* **TASK INPUT**
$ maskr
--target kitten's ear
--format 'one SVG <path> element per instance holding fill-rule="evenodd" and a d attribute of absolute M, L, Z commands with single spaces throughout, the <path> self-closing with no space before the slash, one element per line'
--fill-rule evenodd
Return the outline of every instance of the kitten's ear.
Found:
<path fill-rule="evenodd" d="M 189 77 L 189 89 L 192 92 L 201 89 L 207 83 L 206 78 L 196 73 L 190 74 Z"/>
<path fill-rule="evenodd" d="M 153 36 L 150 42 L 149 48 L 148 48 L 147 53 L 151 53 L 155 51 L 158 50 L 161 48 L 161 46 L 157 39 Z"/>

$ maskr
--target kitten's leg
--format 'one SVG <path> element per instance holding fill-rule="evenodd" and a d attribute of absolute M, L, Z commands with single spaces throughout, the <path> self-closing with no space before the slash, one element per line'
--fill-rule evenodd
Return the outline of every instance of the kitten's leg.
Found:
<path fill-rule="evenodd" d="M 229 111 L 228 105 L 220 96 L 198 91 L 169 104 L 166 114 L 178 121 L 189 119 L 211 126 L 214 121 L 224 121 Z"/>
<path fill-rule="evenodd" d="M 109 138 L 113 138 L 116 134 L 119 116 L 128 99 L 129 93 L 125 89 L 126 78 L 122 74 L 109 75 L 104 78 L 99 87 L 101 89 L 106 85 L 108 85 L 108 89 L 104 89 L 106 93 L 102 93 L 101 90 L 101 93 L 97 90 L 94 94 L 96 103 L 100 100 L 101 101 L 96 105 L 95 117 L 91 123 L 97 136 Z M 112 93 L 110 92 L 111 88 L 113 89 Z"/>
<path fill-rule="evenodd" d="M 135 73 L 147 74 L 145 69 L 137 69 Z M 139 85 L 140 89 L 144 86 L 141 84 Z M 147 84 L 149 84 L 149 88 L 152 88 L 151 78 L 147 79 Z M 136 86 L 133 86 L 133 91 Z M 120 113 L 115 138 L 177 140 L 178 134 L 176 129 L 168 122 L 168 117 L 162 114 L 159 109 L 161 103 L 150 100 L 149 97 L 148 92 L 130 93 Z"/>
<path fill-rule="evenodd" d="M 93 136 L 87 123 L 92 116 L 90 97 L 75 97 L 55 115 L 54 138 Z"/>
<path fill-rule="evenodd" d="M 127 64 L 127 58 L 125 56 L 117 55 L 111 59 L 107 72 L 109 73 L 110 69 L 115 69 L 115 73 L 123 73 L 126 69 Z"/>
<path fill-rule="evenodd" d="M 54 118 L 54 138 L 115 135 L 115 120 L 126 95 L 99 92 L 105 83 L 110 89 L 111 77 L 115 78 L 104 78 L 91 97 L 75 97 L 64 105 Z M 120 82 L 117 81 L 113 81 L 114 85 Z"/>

* **STATED EXERCISE**
Reproduce every line of the records above with "kitten's" swapped for "cat's" at each occurrence. Leave all other text unchanged.

* **SOLUTION TO THIS PROBLEM**
$ maskr
--target cat's ear
--format 'one SVG <path> element per instance holding fill-rule="evenodd" and a d attribute of absolute M, L, Z commands with single spaces throughout, the <path> self-closing with no space before the slash, one element per line'
--fill-rule evenodd
Return the outline of every instance of the cat's ear.
Found:
<path fill-rule="evenodd" d="M 189 77 L 189 89 L 192 92 L 201 89 L 207 83 L 206 78 L 196 73 L 190 74 Z"/>
<path fill-rule="evenodd" d="M 153 36 L 150 42 L 149 48 L 148 48 L 147 53 L 151 53 L 155 51 L 158 50 L 161 48 L 161 46 L 157 39 Z"/>

$ maskr
--target cat's leg
--format 'one SVG <path> element per instance holding fill-rule="evenodd" and a d attribute of absolute M, L, Z commands with single spaces throughout, the <path> self-closing with no space before the slash, one element per line'
--fill-rule evenodd
Return the outline of every instance of the cat's leg.
Found:
<path fill-rule="evenodd" d="M 229 111 L 228 105 L 220 96 L 198 91 L 169 104 L 166 114 L 178 121 L 189 119 L 211 126 L 214 121 L 224 121 Z"/>
<path fill-rule="evenodd" d="M 109 138 L 113 138 L 116 134 L 119 116 L 128 99 L 129 93 L 125 89 L 126 78 L 122 74 L 109 75 L 104 78 L 99 87 L 101 89 L 106 85 L 108 85 L 108 89 L 104 89 L 106 93 L 102 93 L 101 90 L 101 93 L 97 90 L 94 94 L 96 103 L 100 100 L 101 101 L 96 105 L 95 117 L 91 123 L 97 136 Z M 112 93 L 110 92 L 111 88 L 113 89 Z"/>
<path fill-rule="evenodd" d="M 135 73 L 147 74 L 145 69 L 137 69 Z M 139 85 L 140 89 L 144 86 L 141 84 Z M 147 84 L 149 84 L 149 88 L 152 88 L 151 78 L 147 79 Z M 136 86 L 133 86 L 133 91 Z M 120 113 L 115 138 L 177 140 L 178 134 L 176 129 L 168 122 L 168 117 L 162 114 L 159 109 L 161 103 L 150 100 L 149 97 L 148 92 L 130 93 Z"/>
<path fill-rule="evenodd" d="M 93 136 L 87 123 L 92 116 L 90 97 L 75 97 L 55 115 L 54 138 Z"/>
<path fill-rule="evenodd" d="M 127 64 L 127 58 L 125 56 L 117 55 L 111 59 L 107 72 L 109 73 L 110 69 L 115 69 L 115 73 L 123 73 L 126 69 Z"/>
<path fill-rule="evenodd" d="M 54 118 L 54 138 L 115 135 L 115 120 L 126 95 L 99 92 L 105 83 L 110 89 L 111 77 L 115 78 L 104 78 L 91 97 L 75 97 L 64 105 Z M 120 82 L 117 81 L 113 81 L 114 85 Z"/>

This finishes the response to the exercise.